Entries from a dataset
________________

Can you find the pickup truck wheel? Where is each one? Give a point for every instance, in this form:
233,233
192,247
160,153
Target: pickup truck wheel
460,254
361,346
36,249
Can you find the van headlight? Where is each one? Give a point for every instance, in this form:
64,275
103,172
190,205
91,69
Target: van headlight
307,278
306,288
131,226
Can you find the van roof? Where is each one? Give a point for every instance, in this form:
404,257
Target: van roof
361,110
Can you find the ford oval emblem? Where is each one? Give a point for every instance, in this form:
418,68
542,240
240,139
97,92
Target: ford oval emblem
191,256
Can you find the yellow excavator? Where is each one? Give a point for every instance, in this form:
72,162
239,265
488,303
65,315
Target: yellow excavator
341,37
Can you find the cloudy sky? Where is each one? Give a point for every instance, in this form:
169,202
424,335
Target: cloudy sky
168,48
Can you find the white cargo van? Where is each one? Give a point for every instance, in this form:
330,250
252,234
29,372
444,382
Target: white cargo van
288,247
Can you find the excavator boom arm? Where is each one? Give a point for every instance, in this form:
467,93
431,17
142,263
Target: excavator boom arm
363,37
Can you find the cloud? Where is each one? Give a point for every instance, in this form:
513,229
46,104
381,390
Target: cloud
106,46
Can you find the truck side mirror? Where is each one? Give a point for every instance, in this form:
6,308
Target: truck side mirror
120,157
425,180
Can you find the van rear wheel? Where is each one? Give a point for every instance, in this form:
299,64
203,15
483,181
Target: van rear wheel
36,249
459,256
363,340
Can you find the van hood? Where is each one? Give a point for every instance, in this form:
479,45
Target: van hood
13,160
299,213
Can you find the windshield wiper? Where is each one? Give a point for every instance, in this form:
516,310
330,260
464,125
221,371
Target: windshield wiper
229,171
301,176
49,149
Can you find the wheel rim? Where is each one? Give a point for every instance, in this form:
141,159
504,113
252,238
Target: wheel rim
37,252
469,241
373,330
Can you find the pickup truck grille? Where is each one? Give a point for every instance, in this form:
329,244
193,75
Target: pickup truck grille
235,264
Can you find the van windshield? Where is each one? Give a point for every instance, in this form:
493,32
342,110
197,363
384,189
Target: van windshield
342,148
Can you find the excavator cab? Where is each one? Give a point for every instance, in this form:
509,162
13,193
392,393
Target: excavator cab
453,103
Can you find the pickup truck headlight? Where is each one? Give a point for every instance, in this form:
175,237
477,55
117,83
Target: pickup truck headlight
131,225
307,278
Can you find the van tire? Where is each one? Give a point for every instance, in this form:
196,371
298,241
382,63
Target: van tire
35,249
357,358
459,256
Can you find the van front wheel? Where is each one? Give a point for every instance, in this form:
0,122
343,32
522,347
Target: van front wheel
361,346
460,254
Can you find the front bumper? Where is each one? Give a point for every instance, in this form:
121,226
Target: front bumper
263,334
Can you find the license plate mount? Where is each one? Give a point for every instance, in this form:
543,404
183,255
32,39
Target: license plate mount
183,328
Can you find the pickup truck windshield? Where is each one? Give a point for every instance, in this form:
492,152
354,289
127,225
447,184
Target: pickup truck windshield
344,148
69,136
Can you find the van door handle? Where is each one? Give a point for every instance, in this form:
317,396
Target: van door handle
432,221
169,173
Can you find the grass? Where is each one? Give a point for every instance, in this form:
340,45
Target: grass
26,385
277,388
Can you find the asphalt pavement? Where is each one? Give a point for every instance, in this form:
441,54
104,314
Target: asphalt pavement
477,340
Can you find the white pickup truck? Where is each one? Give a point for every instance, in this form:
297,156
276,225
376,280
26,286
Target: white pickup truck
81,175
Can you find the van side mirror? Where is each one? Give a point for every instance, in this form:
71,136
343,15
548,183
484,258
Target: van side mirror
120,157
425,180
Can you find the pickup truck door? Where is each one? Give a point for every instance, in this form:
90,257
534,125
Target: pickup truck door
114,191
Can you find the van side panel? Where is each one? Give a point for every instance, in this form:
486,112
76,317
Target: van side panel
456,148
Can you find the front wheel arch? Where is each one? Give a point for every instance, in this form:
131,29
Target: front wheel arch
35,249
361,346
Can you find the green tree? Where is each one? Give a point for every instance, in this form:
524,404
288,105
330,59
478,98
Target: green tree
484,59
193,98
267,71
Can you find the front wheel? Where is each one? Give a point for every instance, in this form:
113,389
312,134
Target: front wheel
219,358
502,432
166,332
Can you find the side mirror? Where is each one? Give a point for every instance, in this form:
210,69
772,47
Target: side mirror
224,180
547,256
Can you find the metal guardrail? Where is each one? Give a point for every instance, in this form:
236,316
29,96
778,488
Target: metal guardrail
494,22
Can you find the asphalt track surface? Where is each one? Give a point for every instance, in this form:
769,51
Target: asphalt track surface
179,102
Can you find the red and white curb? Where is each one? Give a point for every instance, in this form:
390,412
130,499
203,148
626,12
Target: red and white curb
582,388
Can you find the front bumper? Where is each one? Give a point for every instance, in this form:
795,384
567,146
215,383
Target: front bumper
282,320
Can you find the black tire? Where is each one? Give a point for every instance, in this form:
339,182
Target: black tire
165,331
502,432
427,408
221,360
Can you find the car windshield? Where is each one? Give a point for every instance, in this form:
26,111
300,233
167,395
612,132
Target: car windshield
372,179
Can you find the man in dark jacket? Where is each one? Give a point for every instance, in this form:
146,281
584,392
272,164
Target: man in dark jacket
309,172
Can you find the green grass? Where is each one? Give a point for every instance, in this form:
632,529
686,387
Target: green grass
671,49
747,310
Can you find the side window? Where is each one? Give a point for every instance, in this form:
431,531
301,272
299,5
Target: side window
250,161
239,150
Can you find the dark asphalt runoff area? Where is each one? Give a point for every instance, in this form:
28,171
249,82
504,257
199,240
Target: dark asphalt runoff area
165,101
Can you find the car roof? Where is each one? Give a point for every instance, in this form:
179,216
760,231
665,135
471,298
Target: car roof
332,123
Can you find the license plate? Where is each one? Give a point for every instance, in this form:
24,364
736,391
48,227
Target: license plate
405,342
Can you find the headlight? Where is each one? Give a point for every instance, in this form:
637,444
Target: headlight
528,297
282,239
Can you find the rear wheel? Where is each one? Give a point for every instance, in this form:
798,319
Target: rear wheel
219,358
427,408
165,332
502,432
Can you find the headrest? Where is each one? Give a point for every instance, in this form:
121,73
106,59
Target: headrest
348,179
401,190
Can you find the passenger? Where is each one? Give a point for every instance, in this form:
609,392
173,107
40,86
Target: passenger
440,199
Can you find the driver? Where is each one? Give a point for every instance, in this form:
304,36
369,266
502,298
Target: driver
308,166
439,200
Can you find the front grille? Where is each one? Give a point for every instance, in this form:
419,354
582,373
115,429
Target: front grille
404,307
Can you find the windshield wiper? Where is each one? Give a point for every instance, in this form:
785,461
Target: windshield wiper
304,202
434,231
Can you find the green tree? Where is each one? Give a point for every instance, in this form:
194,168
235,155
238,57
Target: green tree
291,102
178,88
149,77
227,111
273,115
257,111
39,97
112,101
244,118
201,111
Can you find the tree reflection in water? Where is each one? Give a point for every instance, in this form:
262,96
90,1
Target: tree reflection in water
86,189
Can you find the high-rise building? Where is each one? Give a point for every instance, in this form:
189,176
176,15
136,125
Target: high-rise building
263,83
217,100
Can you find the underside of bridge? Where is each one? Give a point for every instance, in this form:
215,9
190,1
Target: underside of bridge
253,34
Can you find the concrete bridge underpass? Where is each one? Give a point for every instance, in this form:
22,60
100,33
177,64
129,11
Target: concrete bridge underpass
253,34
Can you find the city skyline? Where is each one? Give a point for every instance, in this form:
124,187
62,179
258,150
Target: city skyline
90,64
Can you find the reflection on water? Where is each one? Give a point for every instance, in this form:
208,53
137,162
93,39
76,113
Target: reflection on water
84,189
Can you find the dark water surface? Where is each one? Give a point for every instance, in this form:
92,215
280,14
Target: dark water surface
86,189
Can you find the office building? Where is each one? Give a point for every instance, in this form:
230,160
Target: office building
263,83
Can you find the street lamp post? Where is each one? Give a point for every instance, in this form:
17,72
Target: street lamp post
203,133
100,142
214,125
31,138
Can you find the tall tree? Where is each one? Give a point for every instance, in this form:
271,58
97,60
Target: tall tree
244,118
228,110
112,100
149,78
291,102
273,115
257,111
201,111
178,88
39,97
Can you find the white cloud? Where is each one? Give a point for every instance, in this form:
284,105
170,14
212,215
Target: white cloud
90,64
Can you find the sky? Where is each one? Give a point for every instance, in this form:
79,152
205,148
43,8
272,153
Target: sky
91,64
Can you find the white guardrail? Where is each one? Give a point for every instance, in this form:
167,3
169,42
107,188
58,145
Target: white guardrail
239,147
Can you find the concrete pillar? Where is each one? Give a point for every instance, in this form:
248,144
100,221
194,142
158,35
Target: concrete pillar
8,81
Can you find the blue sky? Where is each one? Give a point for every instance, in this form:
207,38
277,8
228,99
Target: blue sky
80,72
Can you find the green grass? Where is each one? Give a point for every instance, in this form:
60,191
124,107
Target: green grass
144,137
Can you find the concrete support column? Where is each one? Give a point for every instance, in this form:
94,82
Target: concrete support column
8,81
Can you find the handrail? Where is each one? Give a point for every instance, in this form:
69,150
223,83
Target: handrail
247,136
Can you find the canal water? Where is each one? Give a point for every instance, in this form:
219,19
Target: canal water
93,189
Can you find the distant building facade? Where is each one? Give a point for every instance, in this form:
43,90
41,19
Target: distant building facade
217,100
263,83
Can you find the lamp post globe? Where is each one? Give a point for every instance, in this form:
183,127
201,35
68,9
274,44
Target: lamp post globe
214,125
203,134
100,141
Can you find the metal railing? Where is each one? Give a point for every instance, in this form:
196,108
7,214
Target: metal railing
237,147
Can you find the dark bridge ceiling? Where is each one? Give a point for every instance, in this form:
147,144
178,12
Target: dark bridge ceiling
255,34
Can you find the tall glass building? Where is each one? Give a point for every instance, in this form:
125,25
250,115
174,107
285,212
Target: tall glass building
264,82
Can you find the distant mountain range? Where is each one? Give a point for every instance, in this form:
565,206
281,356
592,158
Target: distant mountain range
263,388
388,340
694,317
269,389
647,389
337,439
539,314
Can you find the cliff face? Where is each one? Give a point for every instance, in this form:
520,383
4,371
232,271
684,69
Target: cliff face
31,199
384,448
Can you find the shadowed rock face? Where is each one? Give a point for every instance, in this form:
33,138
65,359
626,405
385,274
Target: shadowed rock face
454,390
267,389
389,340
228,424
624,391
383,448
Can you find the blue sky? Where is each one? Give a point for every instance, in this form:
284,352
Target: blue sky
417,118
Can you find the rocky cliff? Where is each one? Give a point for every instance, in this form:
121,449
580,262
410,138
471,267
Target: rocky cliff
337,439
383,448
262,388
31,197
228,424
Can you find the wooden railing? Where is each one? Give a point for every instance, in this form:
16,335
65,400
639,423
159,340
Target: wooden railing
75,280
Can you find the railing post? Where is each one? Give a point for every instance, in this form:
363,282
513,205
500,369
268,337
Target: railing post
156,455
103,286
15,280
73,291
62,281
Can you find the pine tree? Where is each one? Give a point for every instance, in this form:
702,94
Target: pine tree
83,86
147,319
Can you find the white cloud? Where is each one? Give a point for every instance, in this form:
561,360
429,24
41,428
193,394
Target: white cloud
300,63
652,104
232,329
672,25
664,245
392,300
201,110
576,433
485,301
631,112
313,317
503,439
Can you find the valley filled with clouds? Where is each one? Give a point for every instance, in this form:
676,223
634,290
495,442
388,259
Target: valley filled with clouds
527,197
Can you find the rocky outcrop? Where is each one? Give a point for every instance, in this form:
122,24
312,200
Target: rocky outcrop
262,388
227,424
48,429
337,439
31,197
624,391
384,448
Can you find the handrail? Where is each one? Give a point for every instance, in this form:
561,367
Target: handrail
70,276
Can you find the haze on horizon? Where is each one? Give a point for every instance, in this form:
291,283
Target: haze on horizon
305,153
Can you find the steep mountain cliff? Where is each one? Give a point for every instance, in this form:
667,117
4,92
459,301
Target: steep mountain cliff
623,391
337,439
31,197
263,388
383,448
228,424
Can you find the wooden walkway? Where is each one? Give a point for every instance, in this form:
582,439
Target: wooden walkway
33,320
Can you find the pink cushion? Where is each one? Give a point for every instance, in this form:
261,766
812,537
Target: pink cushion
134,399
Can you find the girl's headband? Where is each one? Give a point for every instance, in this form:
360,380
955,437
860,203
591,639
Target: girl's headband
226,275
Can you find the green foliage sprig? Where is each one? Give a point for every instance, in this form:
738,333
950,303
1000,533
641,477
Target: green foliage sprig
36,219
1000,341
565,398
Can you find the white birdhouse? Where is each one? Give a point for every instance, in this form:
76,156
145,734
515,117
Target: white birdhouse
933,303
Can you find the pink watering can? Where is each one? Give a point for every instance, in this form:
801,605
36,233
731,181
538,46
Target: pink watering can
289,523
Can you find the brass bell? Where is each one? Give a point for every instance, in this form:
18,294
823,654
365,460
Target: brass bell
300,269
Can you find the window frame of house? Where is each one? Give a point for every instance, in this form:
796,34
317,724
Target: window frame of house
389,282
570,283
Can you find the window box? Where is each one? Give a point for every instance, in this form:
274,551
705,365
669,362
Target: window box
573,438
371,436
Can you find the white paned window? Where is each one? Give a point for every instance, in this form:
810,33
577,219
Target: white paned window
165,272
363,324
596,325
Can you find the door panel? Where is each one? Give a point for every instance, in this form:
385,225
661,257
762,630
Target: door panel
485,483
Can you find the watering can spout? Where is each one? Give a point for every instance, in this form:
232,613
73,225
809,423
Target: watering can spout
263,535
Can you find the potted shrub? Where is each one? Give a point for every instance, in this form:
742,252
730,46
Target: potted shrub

________________

Return exactly the lines from the one containing "Can you find the white birdhouse?" to the last line of the data, and nothing more.

SOLUTION BELOW =
Can you find the white birdhouse? Where is each one? Give a point for every instance, in this form:
76,156
145,734
515,117
Target: white birdhouse
933,303
Can you find the pink watering can? Where is each one? Give a point for every instance, in this form:
801,605
36,233
731,181
538,46
Target: pink watering can
289,523
Can you find the brass bell? Where is each one? Give a point for every instance, in this form:
18,294
823,654
365,460
Target: brass bell
300,269
Can you find the window frame of house? Where is each one? Give a point for every instance, in this form:
796,34
317,724
Target: window frame of house
389,282
570,283
Can you find the window box? Where is each one? Give a point for every instance, in this form:
274,551
705,365
669,362
Target: window box
573,438
371,436
Can you find the white paned window? Where is each one? Give a point for every instance, in this form:
810,33
577,219
Target: white paned window
165,272
363,324
596,325
Can you find the door panel? Where is each one? Give a point for every instance, in this form:
385,225
661,257
762,630
Target: door panel
485,483
Can you find the watering can spout? Where is each one? Give a point for every instance, in this form:
232,613
73,225
809,423
Target: watering can spout
263,535
Can you find the potted shrub? Where is each one? Give a point for every instance, in this form:
742,252
730,46
Target: potted shrub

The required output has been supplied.